Work to do
Reproduce the stretch from the line containing "Please point out the car rear" through the end of the rows, swapping "concrete barrier" for "stone wall" and keeping everything else the same.

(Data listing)
++++++

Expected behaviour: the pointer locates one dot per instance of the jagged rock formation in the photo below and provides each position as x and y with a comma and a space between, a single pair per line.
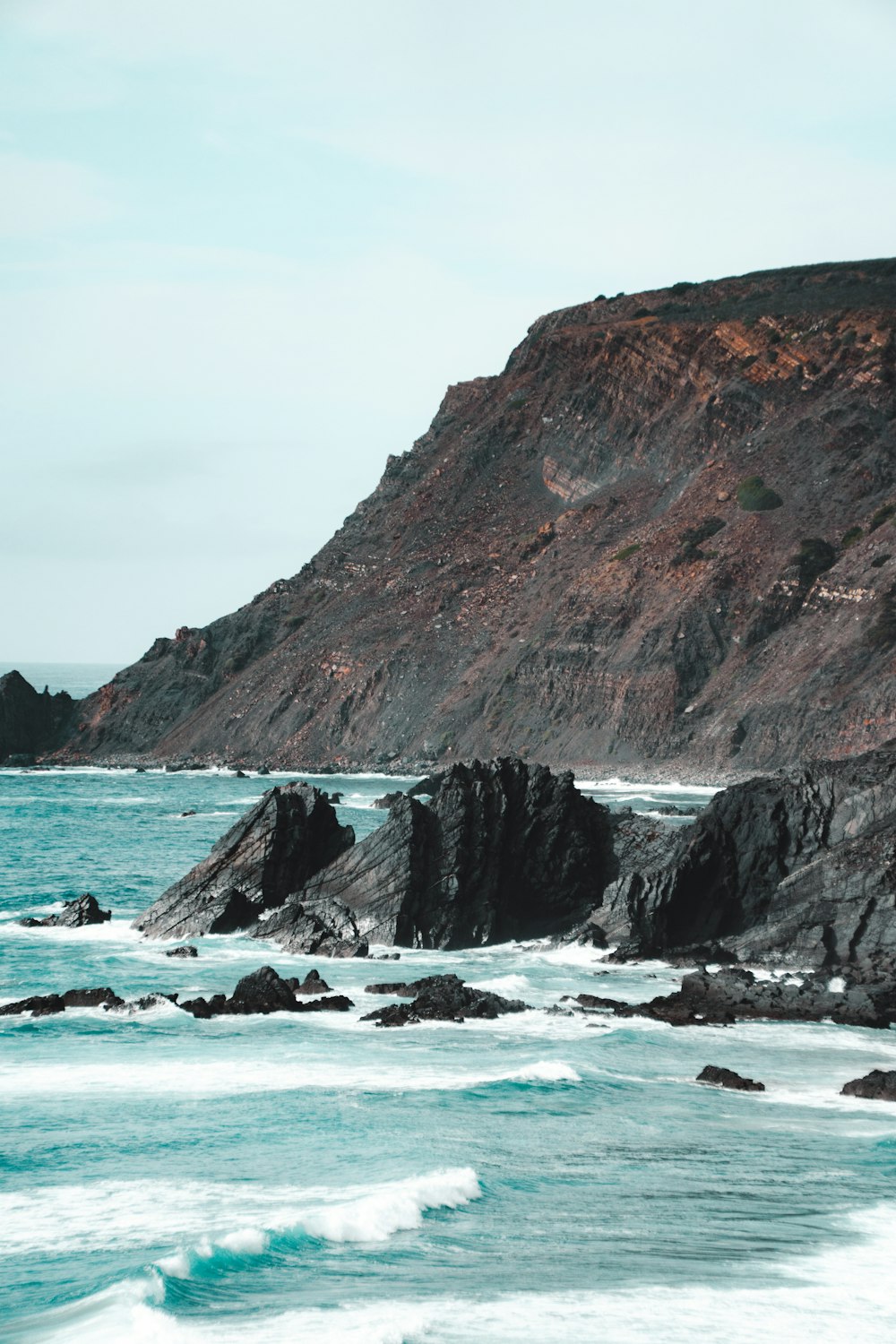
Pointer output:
444, 999
271, 851
659, 540
879, 1085
74, 914
799, 868
503, 851
723, 997
263, 992
728, 1078
30, 723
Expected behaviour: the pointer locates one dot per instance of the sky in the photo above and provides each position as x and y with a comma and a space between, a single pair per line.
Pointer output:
246, 245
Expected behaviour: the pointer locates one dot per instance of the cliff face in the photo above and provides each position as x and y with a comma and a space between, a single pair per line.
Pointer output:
576, 564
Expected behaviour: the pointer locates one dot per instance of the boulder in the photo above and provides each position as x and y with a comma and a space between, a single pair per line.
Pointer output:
312, 984
505, 849
735, 994
30, 722
269, 854
39, 1005
444, 999
879, 1085
798, 867
263, 992
728, 1078
75, 914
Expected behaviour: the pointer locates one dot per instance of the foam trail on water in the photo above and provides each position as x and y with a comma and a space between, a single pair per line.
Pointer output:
131, 1214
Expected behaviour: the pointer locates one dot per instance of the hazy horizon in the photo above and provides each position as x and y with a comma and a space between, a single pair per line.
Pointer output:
246, 249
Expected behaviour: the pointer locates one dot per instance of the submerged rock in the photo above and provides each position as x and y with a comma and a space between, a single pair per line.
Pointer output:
879, 1085
263, 992
75, 914
798, 867
42, 1005
728, 1078
444, 999
273, 849
505, 849
735, 994
312, 984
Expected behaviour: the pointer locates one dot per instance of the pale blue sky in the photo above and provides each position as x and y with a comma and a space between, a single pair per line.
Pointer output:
245, 245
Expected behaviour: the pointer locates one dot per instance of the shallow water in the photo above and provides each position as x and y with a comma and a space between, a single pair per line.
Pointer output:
538, 1177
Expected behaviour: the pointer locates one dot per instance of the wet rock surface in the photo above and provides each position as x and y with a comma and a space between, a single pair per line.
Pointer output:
443, 999
504, 849
879, 1085
75, 914
728, 1078
269, 854
798, 867
735, 994
263, 992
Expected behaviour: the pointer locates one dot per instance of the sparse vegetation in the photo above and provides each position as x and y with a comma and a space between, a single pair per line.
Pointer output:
755, 496
813, 558
694, 537
882, 516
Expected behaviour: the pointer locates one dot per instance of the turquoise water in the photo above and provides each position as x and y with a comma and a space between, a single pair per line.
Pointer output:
279, 1179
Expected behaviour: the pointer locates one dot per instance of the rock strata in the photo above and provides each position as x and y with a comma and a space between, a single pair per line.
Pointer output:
444, 999
797, 867
504, 849
263, 992
879, 1085
273, 851
735, 994
728, 1078
75, 914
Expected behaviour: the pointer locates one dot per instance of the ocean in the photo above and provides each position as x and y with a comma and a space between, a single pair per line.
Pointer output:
538, 1177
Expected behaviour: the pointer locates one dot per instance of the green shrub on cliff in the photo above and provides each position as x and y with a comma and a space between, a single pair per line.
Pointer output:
813, 558
882, 516
755, 496
694, 537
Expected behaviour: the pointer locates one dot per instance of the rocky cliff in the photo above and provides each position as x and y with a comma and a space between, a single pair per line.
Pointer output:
659, 540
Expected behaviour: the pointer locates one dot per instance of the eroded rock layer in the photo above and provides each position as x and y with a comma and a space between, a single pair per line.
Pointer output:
661, 539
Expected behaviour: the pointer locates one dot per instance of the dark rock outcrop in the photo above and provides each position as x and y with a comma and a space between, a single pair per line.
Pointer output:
798, 867
75, 914
263, 992
312, 984
30, 722
444, 999
42, 1005
734, 994
728, 1078
879, 1085
273, 851
505, 849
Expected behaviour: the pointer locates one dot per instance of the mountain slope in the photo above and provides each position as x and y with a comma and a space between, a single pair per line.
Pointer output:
570, 564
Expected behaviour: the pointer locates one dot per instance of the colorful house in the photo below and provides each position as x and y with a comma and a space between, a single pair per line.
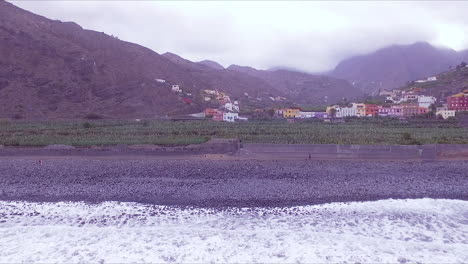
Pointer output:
458, 102
445, 114
230, 117
211, 111
218, 116
371, 110
360, 109
291, 113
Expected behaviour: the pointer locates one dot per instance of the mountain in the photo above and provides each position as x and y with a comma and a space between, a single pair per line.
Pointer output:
284, 68
304, 88
448, 83
211, 64
393, 66
53, 69
234, 83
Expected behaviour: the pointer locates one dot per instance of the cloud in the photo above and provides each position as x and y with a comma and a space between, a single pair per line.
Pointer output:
313, 36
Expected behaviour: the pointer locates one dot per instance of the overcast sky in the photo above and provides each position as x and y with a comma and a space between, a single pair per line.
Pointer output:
311, 36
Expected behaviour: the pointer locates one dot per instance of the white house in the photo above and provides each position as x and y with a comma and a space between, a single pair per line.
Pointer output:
446, 113
426, 101
229, 106
230, 117
345, 112
306, 114
176, 88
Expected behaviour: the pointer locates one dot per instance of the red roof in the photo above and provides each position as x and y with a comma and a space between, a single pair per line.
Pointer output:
187, 100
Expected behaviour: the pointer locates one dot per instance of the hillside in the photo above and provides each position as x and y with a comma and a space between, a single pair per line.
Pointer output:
234, 83
304, 88
52, 69
392, 67
211, 64
447, 83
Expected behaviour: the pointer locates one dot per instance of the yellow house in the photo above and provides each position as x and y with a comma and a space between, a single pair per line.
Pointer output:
291, 113
360, 109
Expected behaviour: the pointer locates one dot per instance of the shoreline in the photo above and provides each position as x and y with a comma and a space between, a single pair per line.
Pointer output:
229, 183
232, 149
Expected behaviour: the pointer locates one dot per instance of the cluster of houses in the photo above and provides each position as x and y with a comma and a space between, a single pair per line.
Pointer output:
398, 104
228, 110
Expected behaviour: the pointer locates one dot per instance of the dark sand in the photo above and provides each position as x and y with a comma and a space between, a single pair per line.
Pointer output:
215, 183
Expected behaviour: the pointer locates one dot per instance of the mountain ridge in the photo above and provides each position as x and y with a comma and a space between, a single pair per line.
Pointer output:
393, 66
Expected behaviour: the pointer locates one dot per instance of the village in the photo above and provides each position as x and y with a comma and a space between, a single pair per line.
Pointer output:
397, 103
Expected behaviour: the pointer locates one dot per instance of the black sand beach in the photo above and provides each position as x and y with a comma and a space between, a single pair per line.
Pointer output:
217, 183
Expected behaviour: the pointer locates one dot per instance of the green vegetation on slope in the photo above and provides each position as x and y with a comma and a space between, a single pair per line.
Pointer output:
107, 132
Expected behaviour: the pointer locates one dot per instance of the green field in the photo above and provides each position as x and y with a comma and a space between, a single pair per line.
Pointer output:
112, 132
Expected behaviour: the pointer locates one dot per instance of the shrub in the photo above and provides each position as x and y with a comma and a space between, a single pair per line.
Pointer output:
406, 136
93, 116
18, 116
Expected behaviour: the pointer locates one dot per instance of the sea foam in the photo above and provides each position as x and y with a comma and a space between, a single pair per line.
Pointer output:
418, 230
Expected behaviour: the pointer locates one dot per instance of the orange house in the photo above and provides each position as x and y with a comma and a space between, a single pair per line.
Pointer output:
211, 111
371, 110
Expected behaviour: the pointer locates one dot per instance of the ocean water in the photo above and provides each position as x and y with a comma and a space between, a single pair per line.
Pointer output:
419, 230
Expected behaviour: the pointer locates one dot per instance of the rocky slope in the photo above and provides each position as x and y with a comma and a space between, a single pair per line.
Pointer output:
448, 83
304, 88
392, 67
52, 69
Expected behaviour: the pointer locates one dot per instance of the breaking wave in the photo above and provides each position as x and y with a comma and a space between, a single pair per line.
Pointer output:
417, 230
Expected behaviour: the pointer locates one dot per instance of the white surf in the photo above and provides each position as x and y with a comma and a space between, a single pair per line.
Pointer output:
420, 230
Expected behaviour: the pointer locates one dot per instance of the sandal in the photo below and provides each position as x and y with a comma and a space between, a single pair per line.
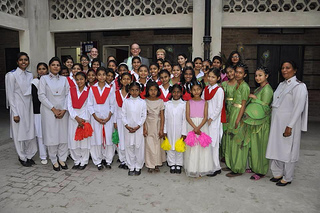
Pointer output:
256, 177
248, 171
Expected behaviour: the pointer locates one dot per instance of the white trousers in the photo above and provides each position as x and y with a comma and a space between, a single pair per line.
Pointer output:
215, 157
58, 152
174, 158
280, 168
26, 149
80, 156
98, 153
135, 157
42, 147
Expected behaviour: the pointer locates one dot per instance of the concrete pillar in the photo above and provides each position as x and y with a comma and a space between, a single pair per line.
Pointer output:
198, 28
216, 27
37, 40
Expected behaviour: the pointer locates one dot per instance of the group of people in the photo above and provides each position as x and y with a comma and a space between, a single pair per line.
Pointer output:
191, 114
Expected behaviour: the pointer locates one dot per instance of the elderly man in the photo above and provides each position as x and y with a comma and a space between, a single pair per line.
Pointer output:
135, 51
94, 54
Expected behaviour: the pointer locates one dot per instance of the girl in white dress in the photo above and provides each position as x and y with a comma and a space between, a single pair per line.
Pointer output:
101, 107
175, 127
78, 110
121, 95
134, 113
53, 91
18, 90
42, 69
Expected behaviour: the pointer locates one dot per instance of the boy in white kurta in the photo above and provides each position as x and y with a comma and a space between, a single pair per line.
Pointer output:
21, 112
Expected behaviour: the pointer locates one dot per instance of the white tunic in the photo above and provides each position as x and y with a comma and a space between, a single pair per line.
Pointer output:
175, 123
289, 108
52, 92
101, 111
214, 112
134, 113
73, 124
18, 90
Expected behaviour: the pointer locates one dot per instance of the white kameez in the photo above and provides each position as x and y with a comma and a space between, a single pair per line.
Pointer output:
101, 111
73, 124
289, 108
175, 125
134, 113
18, 89
52, 92
121, 129
215, 128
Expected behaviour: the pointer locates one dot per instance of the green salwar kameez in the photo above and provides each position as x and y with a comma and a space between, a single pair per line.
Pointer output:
228, 92
256, 120
236, 153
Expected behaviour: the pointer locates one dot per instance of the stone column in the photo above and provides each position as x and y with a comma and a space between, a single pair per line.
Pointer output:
198, 28
216, 27
37, 40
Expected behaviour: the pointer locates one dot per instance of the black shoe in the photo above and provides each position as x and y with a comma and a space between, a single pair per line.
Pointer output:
275, 179
282, 184
24, 163
56, 168
82, 167
76, 166
137, 172
172, 169
31, 162
99, 166
63, 167
104, 162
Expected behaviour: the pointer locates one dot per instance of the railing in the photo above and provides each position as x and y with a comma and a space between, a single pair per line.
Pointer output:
81, 9
256, 6
13, 7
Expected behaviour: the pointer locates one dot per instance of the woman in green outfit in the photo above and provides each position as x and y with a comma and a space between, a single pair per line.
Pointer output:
228, 87
236, 151
257, 124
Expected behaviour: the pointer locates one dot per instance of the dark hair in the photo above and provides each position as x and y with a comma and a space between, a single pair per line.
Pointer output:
136, 58
149, 85
123, 65
54, 59
67, 58
216, 72
22, 54
246, 71
175, 86
42, 64
101, 69
196, 83
164, 71
96, 60
121, 76
229, 61
183, 55
77, 64
109, 70
197, 58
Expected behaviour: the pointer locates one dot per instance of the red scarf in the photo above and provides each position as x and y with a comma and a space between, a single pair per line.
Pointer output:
100, 99
71, 82
209, 96
77, 103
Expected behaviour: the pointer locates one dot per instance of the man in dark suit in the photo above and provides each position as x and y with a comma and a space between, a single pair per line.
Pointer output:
135, 51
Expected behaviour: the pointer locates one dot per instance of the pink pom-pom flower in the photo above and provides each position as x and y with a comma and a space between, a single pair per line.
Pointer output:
204, 139
191, 139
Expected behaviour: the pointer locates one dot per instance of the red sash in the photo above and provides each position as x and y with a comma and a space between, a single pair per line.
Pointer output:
209, 96
77, 103
71, 82
164, 98
100, 99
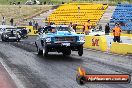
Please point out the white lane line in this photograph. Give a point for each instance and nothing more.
(13, 76)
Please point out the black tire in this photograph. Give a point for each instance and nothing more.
(40, 52)
(81, 80)
(2, 39)
(66, 52)
(46, 51)
(80, 50)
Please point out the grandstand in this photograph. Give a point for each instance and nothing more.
(122, 15)
(78, 13)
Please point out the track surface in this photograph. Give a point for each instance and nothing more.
(57, 71)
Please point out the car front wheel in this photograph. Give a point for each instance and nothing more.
(80, 50)
(45, 51)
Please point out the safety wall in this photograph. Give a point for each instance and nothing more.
(32, 30)
(121, 48)
(96, 42)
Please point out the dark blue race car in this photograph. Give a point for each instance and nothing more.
(59, 38)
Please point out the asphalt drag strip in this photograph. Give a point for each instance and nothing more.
(57, 71)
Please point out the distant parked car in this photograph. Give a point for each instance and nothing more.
(96, 32)
(59, 38)
(4, 27)
(10, 35)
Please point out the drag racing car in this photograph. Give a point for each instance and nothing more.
(10, 35)
(96, 32)
(4, 27)
(59, 38)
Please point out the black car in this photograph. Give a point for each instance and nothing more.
(10, 36)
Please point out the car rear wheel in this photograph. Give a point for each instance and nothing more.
(80, 50)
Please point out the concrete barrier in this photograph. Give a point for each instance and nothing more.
(121, 48)
(96, 42)
(80, 32)
(32, 30)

++++++

Answer
Please point out the car rear wheel in this photograph. Give a point for each instance and nothing more.
(80, 50)
Please point out the stone wall in this photograph. Give a point for each instance and nothing more.
(121, 48)
(96, 42)
(80, 32)
(32, 30)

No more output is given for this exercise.